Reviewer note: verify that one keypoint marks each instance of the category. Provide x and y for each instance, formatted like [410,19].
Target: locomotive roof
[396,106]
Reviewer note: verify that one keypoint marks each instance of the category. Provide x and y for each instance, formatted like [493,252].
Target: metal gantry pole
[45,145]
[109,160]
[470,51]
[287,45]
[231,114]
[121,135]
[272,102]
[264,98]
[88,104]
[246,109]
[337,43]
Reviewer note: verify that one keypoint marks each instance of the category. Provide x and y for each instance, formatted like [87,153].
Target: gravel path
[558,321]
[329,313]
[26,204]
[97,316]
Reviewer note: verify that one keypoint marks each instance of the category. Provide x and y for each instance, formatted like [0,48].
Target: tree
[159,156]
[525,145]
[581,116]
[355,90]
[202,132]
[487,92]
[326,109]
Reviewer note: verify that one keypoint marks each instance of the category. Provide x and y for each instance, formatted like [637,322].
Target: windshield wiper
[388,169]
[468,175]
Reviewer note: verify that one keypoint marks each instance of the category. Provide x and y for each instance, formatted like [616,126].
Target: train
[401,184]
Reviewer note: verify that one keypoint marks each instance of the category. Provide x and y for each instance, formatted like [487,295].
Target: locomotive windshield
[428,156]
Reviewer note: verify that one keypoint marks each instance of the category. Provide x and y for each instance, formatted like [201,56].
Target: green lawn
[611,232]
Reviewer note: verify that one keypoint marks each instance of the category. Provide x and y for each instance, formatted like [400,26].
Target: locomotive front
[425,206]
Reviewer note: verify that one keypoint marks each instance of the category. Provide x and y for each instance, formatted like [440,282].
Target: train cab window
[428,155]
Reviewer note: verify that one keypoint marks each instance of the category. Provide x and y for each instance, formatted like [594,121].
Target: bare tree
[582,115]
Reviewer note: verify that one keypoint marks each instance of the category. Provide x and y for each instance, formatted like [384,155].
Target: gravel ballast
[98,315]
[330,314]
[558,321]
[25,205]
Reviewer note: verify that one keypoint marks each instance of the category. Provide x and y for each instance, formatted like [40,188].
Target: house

PROBLEM:
Return the records in full. Omit nothing.

OUTPUT FOR THIS EXERCISE:
Reviewer note: verify that one keypoint marks each instance of the category. Provide x and y for each instance, formatted like [410,19].
Target: locomotive roof
[396,106]
Reviewer note: verify that one keypoint marks each instance of the category. Provide x and y for each instance, formatted like [493,252].
Target: metal gantry pole
[45,145]
[109,160]
[470,51]
[287,45]
[231,114]
[121,135]
[272,102]
[264,98]
[88,104]
[246,109]
[337,43]
Reviewer note: verify that one keypoint marks each instance of the category. Provide x and y for each instance, formatted like [87,153].
Target: gravel path
[558,321]
[329,313]
[26,204]
[97,316]
Reviewer note: verify that one keypoint marks each instance of the category. Provide x and y for each instance, formatted like [0,48].
Target: tree
[159,156]
[525,145]
[581,116]
[355,90]
[202,132]
[487,92]
[326,109]
Reviewer note: verify that one keypoint marks each instance of the category. Provide x and y for each instance, formatted like [637,322].
Target: windshield wiper
[388,169]
[468,175]
Reviewer note: verify that one keypoint marks each instance of the category. Provide x and y for each instance, formatted like [616,126].
Target: train
[401,184]
Reviewer note: verify that one keypoint marks each instance of the category. Provide x and y for each instance, formatted like [487,295].
Target: locomotive windshield
[428,156]
Reviewer note: verify that one keypoint marks each instance of the category. Provide x and y for each instance, formatted like [201,56].
Target: green lawn
[611,232]
Reviewer note: verify that one keypoint marks each instance of the category. Provide x and y for each instance, formatted like [400,26].
Target: locomotive front
[425,206]
Reviewer note: verify that one keypoint marks each instance of the category. Provide x and y for each instance, formatted like [440,282].
Target: train cab window
[428,155]
Reviewer note: verify that one keypoint marks each instance of the category. Provide x and y for each instance, formatted like [594,121].
Target: bare tree
[582,115]
Reviewer note: verify that one keypoint marks each instance of the category. Provide x and y for each instance, formatted like [384,155].
Target: gravel ballast
[98,315]
[330,314]
[558,321]
[25,205]
Reviewer note: verify that one keypoint marks each instance of the category. Provide x and y for each instance, formatted like [40,188].
Target: house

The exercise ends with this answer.